SELECTED EXCERPT ::
______
# Successful - Bottomless 54mm Portafilter From China



## 24774 (Mar 8, 2020)

So after my good result in buying a distributor from China, I decided to risk one of these Ebay Sage 54mm bottomless portafilters. There's so many on Ebay/Alibaba it's hard to know which company to use, quality, whether its scam etc. I didn't want to spend much, a bottomless pf is just a curiosity for me really, so I decided to risk an Ebay one. Call it lockdown boredom. It cost me £30.27 delivered and took 12 days.

I've used it twice today, quality seems good. It's sturdy and the metal finish is normal. It fits the Sage BE fine. Wooden handle is fine, not the highest quality wood but for the price I'm happy with it. It may fall apart in a month of course, but today it seems good.

https://www.ebay.co.uk/itm/124190167028

That's the link. If you're thinking about a cheap option that's one that delivered for me.


----------



## MattLeB (May 18, 2020)

Very nice! Was curious when someone would take the plunge for the eBay one. Cheers for sharing


----------



## -Mac (Aug 22, 2019)

Thanks  Just ordered one.


----------



## 24774 (Mar 8, 2020)

-Mac said:


> Thanks  Just ordered one.


 Good luck! Always a risk I guess and who knows if it will last, but I can at least confirm the link I posted is legit and you will get something usable in the post. Which is half my concern when using that type of retailer.


----------



## harricam (Apr 9, 2020)

Yes thank you! I have been looking for one for a while.


----------
______
WHAT IS ASKED ::
(a) Using the portafilter thread, answer each question:
(i) What did the first post's portafilter cost, delivered?
(ii) Which machine does the portafilter fit?
(iii) What does harricam say they had been doing for a while?
(b) Write out the passage of the portafilter thread between "So after my" and "took 12 days.", inclusive.
(c) Translate this sentence from the portafilter thread into Spanish: "I've used it twice today, quality seems good."

DATA PROVIDED ::
______
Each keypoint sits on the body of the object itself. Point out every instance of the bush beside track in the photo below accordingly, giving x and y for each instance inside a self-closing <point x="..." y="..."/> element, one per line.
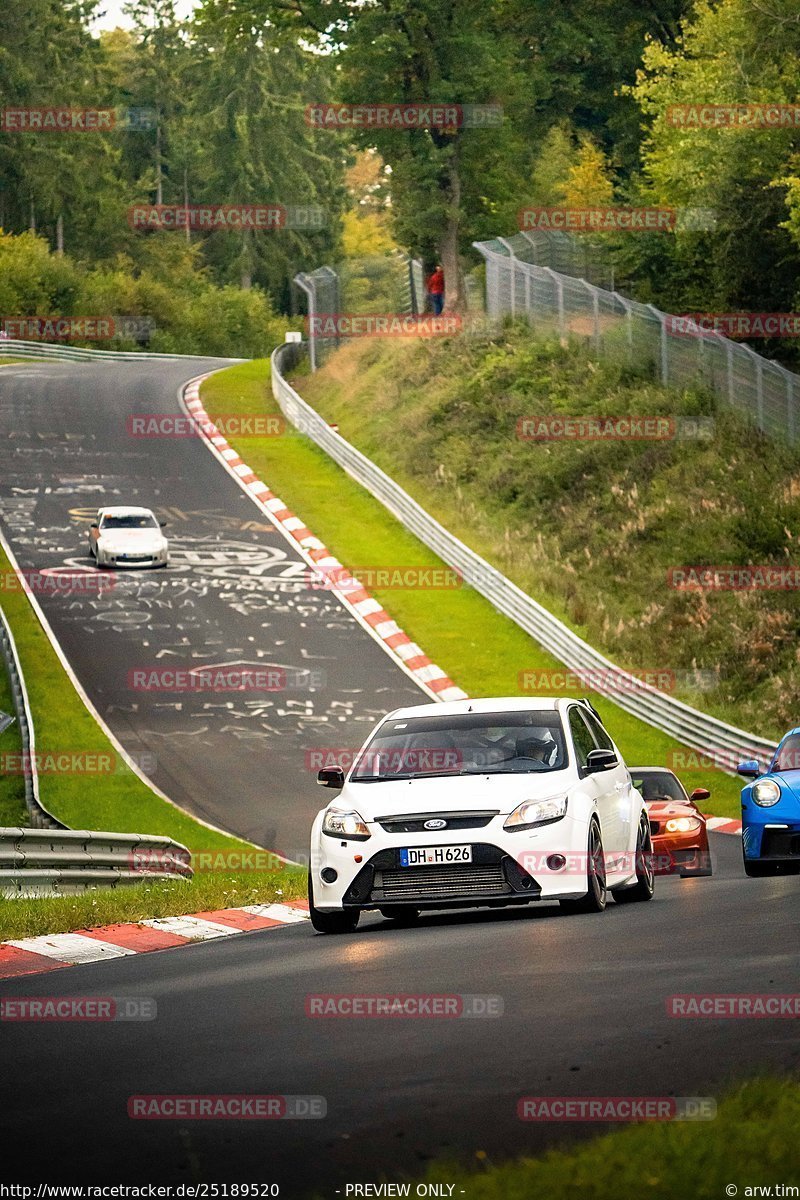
<point x="751" y="1143"/>
<point x="479" y="648"/>
<point x="590" y="528"/>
______
RESULTS BY TASK ::
(a)
(i) £30.27
(ii) The Sage BE
(iii) Looking for one

(b)
So after my good result in buying a distributor from China, I decided to risk one of these Ebay Sage 54mm bottomless portafilters. There's so many on Ebay/Alibaba it's hard to know which company to use, quality, whether its scam etc. I didn't want to spend much, a bottomless pf is just a curiosity for me really, so I decided to risk an Ebay one. Call it lockdown boredom. It cost me £30.27 delivered and took 12 days.

(c) Lo he usado dos veces hoy, la calidad parece buena.